*Aim*
Please list every line in the listing that contains the word "racket", matching case exactly.

*Data for processing*
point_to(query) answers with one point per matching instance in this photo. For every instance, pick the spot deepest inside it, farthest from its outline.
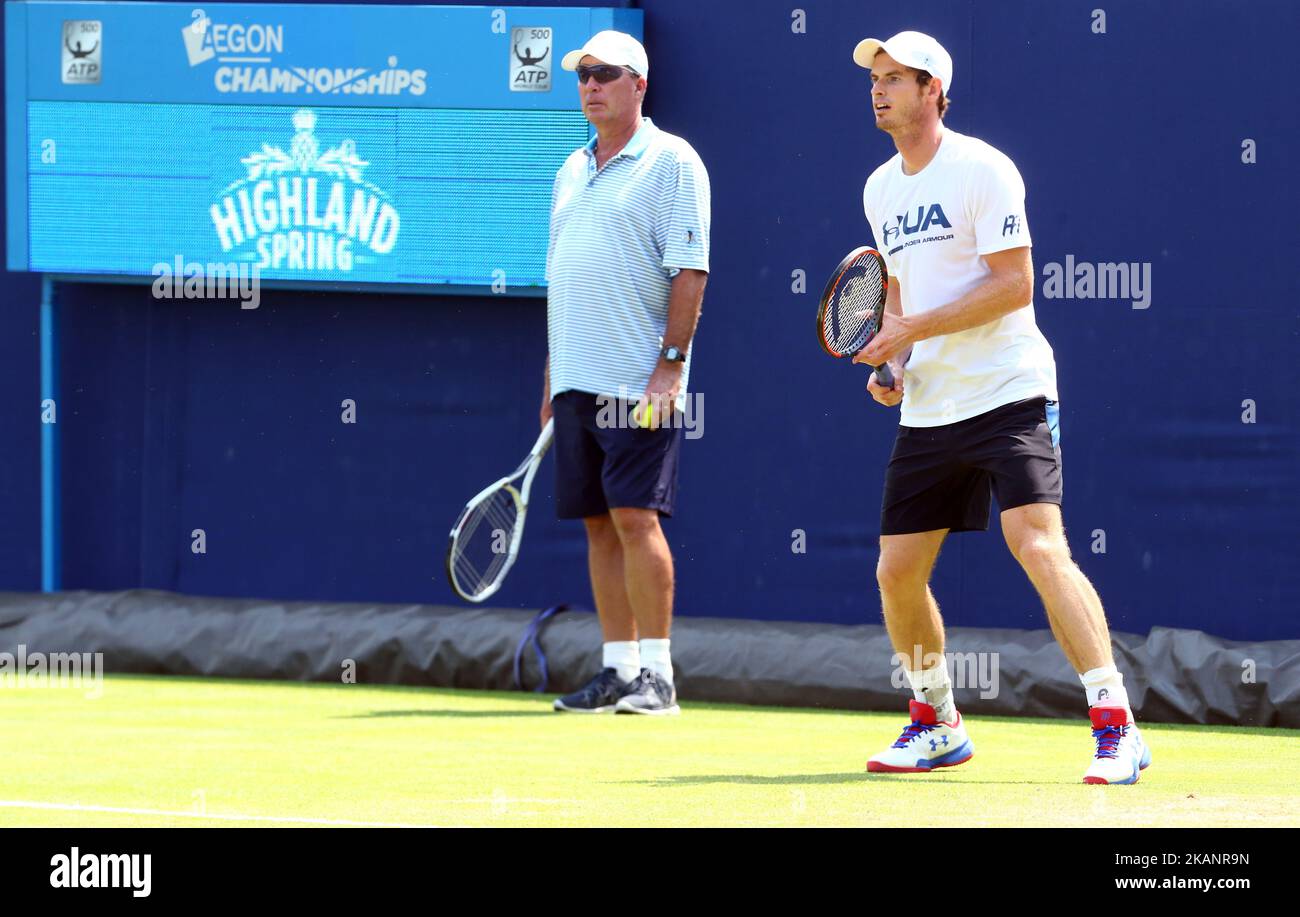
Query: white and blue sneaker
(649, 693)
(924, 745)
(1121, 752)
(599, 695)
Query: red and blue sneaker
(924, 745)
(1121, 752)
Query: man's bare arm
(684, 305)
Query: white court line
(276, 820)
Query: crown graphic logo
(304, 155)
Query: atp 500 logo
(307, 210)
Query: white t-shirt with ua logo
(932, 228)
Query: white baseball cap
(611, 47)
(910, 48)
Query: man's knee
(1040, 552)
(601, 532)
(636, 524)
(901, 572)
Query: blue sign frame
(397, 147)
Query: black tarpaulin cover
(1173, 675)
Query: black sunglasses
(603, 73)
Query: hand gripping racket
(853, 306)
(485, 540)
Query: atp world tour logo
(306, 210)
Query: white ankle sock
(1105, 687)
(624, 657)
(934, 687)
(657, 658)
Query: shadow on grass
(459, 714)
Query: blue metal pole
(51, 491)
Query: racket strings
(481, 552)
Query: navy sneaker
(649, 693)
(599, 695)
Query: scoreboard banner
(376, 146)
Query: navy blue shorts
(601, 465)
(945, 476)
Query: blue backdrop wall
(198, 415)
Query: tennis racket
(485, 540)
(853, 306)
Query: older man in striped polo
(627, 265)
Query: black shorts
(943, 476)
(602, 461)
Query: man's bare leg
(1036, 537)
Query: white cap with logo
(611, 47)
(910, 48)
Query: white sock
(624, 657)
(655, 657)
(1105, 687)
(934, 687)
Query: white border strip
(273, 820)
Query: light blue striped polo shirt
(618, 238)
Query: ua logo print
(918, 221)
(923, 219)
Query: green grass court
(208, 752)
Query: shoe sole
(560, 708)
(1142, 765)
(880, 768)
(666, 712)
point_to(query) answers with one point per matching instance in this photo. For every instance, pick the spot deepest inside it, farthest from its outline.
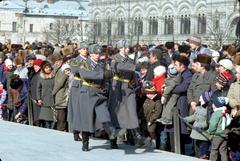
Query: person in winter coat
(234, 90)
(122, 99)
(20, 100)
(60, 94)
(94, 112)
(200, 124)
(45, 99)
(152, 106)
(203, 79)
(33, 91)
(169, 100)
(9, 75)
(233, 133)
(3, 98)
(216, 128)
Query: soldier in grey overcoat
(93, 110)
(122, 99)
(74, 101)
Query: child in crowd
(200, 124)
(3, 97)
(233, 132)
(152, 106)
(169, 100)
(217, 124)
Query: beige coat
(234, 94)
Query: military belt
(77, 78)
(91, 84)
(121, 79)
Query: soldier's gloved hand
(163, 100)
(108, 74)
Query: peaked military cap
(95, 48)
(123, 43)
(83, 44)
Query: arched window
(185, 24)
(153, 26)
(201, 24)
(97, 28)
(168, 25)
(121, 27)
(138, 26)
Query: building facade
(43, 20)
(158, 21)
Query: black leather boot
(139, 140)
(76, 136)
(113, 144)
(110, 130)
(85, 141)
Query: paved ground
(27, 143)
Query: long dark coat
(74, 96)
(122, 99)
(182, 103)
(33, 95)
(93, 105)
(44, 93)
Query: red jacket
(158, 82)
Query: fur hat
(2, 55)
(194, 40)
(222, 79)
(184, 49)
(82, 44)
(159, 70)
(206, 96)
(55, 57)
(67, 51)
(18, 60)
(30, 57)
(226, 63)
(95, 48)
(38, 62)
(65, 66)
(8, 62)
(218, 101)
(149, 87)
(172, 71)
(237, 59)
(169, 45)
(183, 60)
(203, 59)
* * *
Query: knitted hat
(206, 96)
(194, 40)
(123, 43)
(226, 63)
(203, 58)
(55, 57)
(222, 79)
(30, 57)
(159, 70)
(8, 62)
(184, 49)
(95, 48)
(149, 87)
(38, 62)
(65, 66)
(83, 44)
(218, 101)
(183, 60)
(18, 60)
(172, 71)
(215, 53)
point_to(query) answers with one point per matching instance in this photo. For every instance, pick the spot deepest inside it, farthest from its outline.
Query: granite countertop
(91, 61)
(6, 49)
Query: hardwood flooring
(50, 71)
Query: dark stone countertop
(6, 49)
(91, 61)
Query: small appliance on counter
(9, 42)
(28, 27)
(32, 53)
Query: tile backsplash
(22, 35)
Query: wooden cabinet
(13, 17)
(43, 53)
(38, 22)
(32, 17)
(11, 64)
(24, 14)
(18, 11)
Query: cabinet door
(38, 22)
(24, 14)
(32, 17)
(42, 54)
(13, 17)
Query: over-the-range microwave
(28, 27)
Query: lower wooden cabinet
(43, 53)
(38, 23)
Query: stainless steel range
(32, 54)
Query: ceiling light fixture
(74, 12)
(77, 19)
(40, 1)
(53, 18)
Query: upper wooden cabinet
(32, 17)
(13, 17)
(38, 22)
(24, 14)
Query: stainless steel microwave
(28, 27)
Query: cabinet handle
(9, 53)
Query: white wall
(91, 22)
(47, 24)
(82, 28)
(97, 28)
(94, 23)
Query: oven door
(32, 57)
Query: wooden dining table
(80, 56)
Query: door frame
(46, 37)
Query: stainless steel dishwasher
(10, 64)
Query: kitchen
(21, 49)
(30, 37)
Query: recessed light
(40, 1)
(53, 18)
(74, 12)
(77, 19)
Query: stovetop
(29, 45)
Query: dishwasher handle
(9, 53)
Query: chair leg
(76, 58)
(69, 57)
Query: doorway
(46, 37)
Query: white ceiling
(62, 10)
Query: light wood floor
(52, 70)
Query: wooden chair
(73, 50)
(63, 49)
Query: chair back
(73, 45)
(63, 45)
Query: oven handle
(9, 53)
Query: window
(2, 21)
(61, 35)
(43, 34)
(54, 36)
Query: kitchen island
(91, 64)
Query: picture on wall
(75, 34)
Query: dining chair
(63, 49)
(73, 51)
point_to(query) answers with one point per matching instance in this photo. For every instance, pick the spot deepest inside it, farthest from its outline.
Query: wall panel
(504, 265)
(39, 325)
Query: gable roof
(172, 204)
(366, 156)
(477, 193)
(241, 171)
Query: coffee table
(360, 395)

*Answer*
Query: hand gripping racket
Query: racket strings
Query: tennis racket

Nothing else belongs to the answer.